| EXERCISE 1 |
List the three lab-trial improvements, with their percentages, that the cell-less 5G article below says Telefónica and Huawei claimed over the latest versions of LTE.
| EXERCISE 2 |
Write out the passage of the cell-less 5G article between "Telefónica and Huawei trial" and "versions of LTE.", inclusive.
| EXERCISE 3 |
Write what comes next in the article on the Telefónica and Huawei cell-less 5G trial, starting after its final sentence.

Telefónica and Huawei trial “cell-less” 5G RAN concept

Features

Telefónica and Huawei have developed a new proof-of-concept for a 5G radio access network (RAN) that transfers the logistics of cellular handover from the mobile device to the network.

The technology, called UCNC (user centric and no cell), will minimise potential disruption to 5G services, compared with current mobility management techniques, and enable operators to more reliable and efficient 5G services, according to Telefónica.

In lab trials, the pair claimed to have been able to increase the number of connections per cell by 233 percent, reduce “signalling overheads” by 78 percent and decrease latency by 95 percent, compared with latest versions of LTE.

To connect to the network, devices currently take a positional reading, and issue it to the network. The network then provides a temporary identifier, which is pegged to the nearest cell site, and the device opens a broadcast channel.

As the device roams about, it is required to continually prompt the network for a new identifier, and a new cell site, by issuing positional data. This way, the network can handoff the call or data session.

With UCNC, Huawei and Telefónica propose that each device gets a permanent identifier, which the network is required to constantly monitor. This way, the network does the work to define the position and movement of the device, and make the best broadcast channels available to it.

“In terms of the radio infrastructure, it is very similar; it just means we don’t need the concept of cells, as they exist right now,” said Ignacio Berberana, RAN Innovation Manager at Telefónica.

“But UCNC provides a better way to handle mobility, which is more suited to 5G – better energy consumption, better coverage, a higher number per cell, all of which might reduce the number of radio ports that have to be deployed and therefore the cost of infrastructure.”

The introduction of beam-forming techniques with 5G technologies, and the hyper density of 5G networks, will make the concept of “cell borders” more difficult, said Berberana.

| DATA EXTRACTS |
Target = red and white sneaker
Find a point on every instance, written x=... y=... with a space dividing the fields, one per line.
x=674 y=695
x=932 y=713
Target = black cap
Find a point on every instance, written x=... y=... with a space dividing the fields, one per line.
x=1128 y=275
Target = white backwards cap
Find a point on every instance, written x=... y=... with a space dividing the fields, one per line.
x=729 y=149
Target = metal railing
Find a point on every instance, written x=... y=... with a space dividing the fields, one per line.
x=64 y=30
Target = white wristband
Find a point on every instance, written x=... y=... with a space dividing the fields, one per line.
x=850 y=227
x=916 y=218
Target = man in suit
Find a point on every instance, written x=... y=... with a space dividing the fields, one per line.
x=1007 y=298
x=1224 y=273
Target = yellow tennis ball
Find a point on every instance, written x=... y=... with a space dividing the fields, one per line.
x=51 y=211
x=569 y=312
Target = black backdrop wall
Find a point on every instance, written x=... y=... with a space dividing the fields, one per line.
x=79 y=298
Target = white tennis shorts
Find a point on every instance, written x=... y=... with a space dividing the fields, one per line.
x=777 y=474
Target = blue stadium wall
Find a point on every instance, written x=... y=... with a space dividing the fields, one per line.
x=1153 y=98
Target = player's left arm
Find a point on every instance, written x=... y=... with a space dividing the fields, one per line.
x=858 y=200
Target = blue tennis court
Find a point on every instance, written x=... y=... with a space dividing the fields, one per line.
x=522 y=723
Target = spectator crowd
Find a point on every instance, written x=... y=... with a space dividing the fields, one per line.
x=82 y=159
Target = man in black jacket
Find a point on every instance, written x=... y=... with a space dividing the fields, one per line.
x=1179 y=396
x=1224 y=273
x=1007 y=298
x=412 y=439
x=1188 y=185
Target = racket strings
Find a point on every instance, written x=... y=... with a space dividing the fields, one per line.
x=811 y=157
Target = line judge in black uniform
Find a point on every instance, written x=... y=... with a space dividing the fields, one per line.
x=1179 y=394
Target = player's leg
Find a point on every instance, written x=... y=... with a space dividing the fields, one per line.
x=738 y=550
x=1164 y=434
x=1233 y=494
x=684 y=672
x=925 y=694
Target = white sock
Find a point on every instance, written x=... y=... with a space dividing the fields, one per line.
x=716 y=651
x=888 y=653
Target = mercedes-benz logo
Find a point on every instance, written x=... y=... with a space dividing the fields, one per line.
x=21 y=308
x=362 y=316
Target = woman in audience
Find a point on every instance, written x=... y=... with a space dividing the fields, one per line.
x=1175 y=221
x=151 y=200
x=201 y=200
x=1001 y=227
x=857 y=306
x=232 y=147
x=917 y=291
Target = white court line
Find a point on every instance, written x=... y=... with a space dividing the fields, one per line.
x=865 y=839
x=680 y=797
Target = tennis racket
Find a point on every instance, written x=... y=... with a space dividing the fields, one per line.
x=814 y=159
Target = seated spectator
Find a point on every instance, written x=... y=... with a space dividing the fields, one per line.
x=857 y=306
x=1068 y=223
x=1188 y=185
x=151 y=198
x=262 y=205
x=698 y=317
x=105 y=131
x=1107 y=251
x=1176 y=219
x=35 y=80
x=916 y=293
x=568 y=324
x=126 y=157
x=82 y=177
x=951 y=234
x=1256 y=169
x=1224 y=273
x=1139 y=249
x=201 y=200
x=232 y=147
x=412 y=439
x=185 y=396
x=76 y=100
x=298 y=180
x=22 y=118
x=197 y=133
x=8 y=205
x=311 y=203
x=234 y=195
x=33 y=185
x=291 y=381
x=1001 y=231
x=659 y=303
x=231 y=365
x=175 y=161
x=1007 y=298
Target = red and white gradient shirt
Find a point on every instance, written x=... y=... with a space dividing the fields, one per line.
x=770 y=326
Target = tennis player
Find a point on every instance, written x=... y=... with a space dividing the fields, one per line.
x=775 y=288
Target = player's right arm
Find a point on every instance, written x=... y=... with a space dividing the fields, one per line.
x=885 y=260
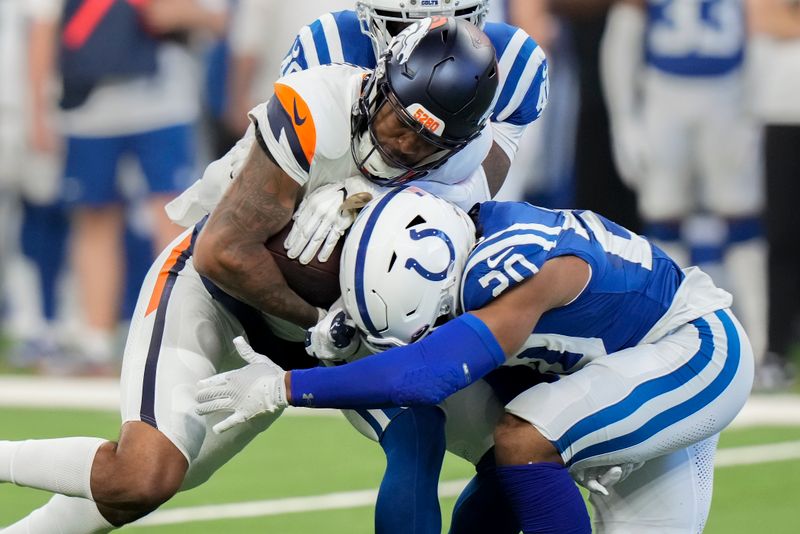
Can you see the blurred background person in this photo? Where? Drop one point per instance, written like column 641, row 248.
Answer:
column 260, row 33
column 684, row 139
column 543, row 171
column 774, row 69
column 129, row 93
column 33, row 226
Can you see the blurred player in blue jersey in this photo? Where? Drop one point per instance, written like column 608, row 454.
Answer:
column 685, row 141
column 648, row 362
column 359, row 37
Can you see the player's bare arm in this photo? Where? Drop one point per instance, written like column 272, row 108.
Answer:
column 496, row 165
column 512, row 316
column 230, row 249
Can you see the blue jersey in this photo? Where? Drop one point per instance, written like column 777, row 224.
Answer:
column 337, row 38
column 632, row 284
column 695, row 37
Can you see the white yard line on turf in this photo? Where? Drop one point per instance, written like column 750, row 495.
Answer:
column 353, row 499
column 79, row 393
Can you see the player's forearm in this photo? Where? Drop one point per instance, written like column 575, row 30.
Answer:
column 777, row 18
column 258, row 282
column 621, row 58
column 41, row 61
column 423, row 373
column 230, row 250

| EXPECTED OUTPUT 1 |
- Connections per cell increased by 233 percent
- Signalling overheads reduced by 78 percent
- Latency decreased by 95 percent

| EXPECTED OUTPUT 2 |
Telefónica and Huawei trial “cell-less” 5G RAN concept

Features

Telefónica and Huawei have developed a new proof-of-concept for a 5G radio access network (RAN) that transfers the logistics of cellular handover from the mobile device to the network.

The technology, called UCNC (user centric and no cell), will minimise potential disruption to 5G services, compared with current mobility management techniques, and enable operators to more reliable and efficient 5G services, according to Telefónica.

In lab trials, the pair claimed to have been able to increase the number of connections per cell by 233 percent, reduce “signalling overheads” by 78 percent and decrease latency by 95 percent, compared with latest versions of LTE.

| EXPECTED OUTPUT 3 |
“We believe a UCNC model is better for 5G. If we continue to handle mobility in the conventional way, we will have a lot of handover because the cells are so close together,” he said, suggesting potential disruption to services as devices prompt networks to switch cell sites continually.

Telefónica has a job to get the technology on the industry radar, admitted Berberana. “Very few people are designing 5G infrastructure in this way. It is a fundamental change to the way we manage mobility, where certain very important functionalities in the network would be handled in a completely different way,” he said.

Even so, Telefónica and Huawei reckon there are significant advantages for infrastructure roll out. Berberana explained: “It may require more complex processing, but, if anything, infrastructure costs should come down because of the coverage and capacity advantages the technology affords, which require us to deploy fewer cell sites.”

He also suggested manufacturers stand to benefit as UCNC would offload some complexity from devices onto the network. “That’s definitely one of the potential upsides,” he said.

Telefónica and Huawei are looking to establish the technology on the 3GPP’s agenda for 5G. But Berberana warned the industry must resolve whether to take the easy road, and work with what it knows, or use the advent of 5G to bring about more efficient network practices.

“On the one hand, we want to be able to use all of the LTE infrastructure we are deploying right now, and which we have a long way to go with still, to be compatible with 5G. On the other, we don’t want to preclude making significant improvements to previous technologies – because we were too conservative in the standardisation process. We need to keep all our options open.”